Shimosuwa (下諏訪町, Shimosuwa-machi) is a town located in Nagano Prefecture, Japan. As of 1 April 2019, the town had an estimated population of 20,055 in 8864 households, and a population density of 300 persons per km^{2}. The total area of the town is 66.87 sqkm.

==Geography==
Shimosuwa is located in central Nagano Prefecture, approximately 50 kilometers from the prefectural capital of Nagano city and 200 kilometers from Tokyo. The town is bordered on the south by Lake Suwa. The town has an altitude of 760 meters at the town center, and is 82% forested.

===Surrounding municipalities===
- Nagano Prefecture
  - Matsumoto
  - Nagawa
  - Okaya
  - Suwa

===Climate===
The town has a humid continental climate characterized by warm and humid summers, and cold winters (Köppen climate classification Dfb). The average annual temperature in Shimosuwa is 7.3 °C. The average annual rainfall is 1540 mm with September as the wettest month. The temperatures are highest on average in August, at around 20.2 °C, and lowest in January, at around -5.1 °C.

==Demographics==
Per Japanese census data, the population of Shimosuwa has been declining at a low but accelerating rate over the past 50 years.
::::::
» Explore the material:
1. Could you reproduce the Shimosuwa passage verbatim, starting with "Shimosuwa (下諏訪町, Shimosuwa-machi)" and going on through "is 82% forested."?
2. Can you write the next part of the Shimosuwa passage, picking up right after its last sentence?
The material that comes next has no connection to the passage about Shimosuwa.

» Data segment:
::::::
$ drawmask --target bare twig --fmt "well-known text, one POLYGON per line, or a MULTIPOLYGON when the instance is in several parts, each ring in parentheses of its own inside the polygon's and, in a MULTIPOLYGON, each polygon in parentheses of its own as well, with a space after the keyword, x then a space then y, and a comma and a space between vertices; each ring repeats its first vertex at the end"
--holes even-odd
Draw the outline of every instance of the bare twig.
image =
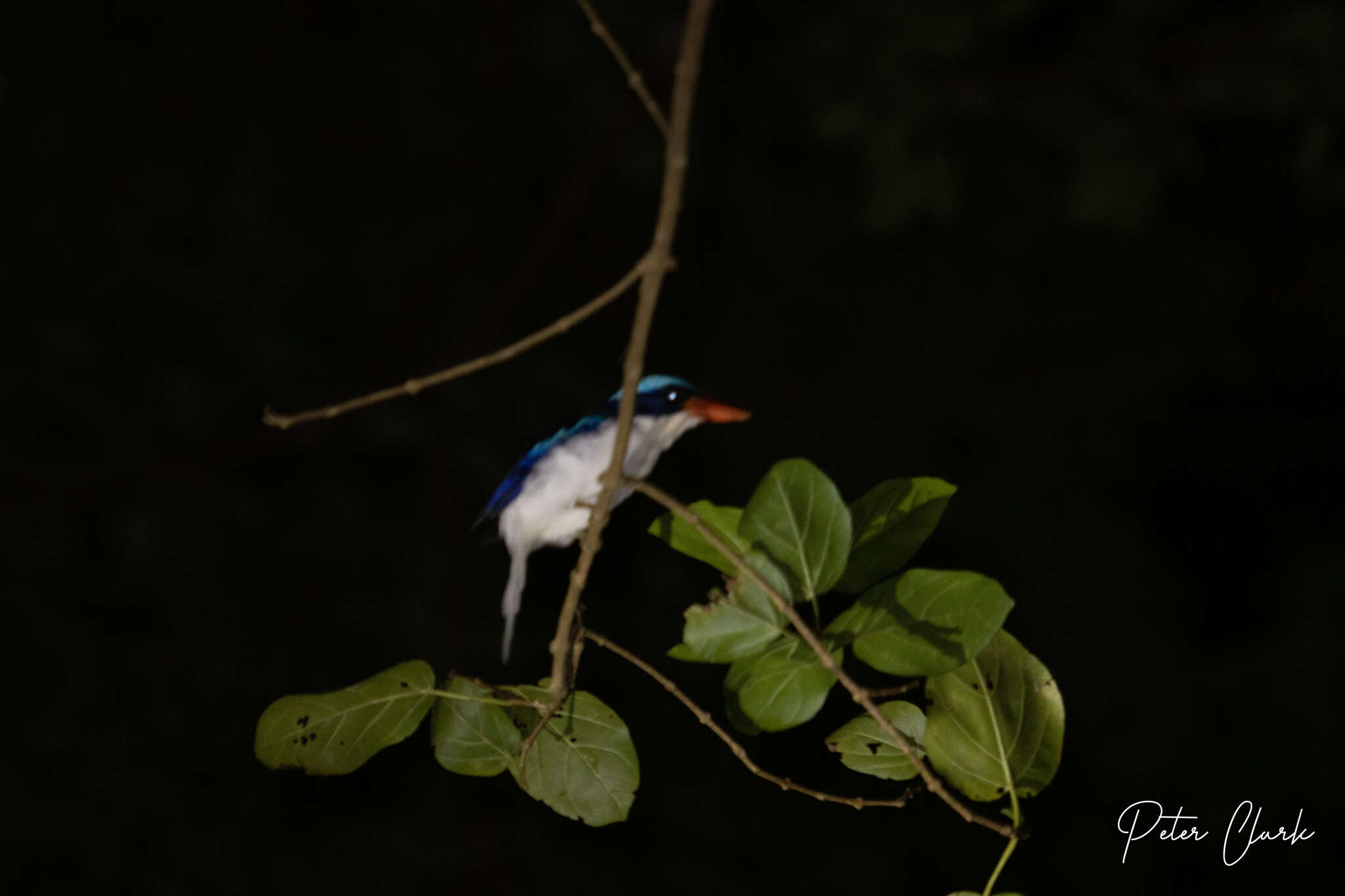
::::::
» Per-task outputs:
1.
Shimosuwa (下諏訪町, Shimosuwa-machi) is a town located in Nagano Prefecture, Japan. As of 1 April 2019, the town had an estimated population of 20,055 in 8864 households, and a population density of 300 persons per km^{2}. The total area of the town is 66.87 sqkm.

==Geography==
Shimosuwa is located in central Nagano Prefecture, approximately 50 kilometers from the prefectural capital of Nagano city and 200 kilometers from Tokyo. The town is bordered on the south by Lake Suwa. The town has an altitude of 760 meters at the town center, and is 82% forested.

2.
==History==
The area of present-day Shimosuwa was part of ancient Shinano Province, and was administered as part of the territories of Suwa Domain under the Tokugawa shogunate. During the Edo period, Shimosuwa-shuku developed as the 29th station on the 59-station Nakasendō highway connecting Edo with Kyoto and was also a post station on the Kōshū Kaidō.

The village of Shimosuwa was created with the establishment of the modern municipalities system on April 1, 1889, and was raised to town status on June 30, 1893.

==Education==
Shimosuwa has two public elementary schools and two public middle schools operated by the town government, and one high school operated the Nagano Prefectural Board of Education.

==Transportation==
===Railway===
- East Japan Railway Company - Chūō Main Line

==International relations==
- – Kaifeng, Henan, China

==Local attractions==
Shimosuwa is the location of two of the shrines that make up the famous Suwa Taisha or Suwa Grand Shrine. The Harumiya (春宮) and Akimiya (秋宮) shrines are symbolically renewed every seven years during the Onbashira festival. Huge trees are cut in a Shinto ceremony, then the logs are dragged from the mountains down to the shrines.

Shimosuwa is also the site of several onsen or natural hot spring spas.

The Hoshigatō obsidian mine site, a Jomon period trace and National Historic Site is located in Shimosuwa, but there are no public facilities or access.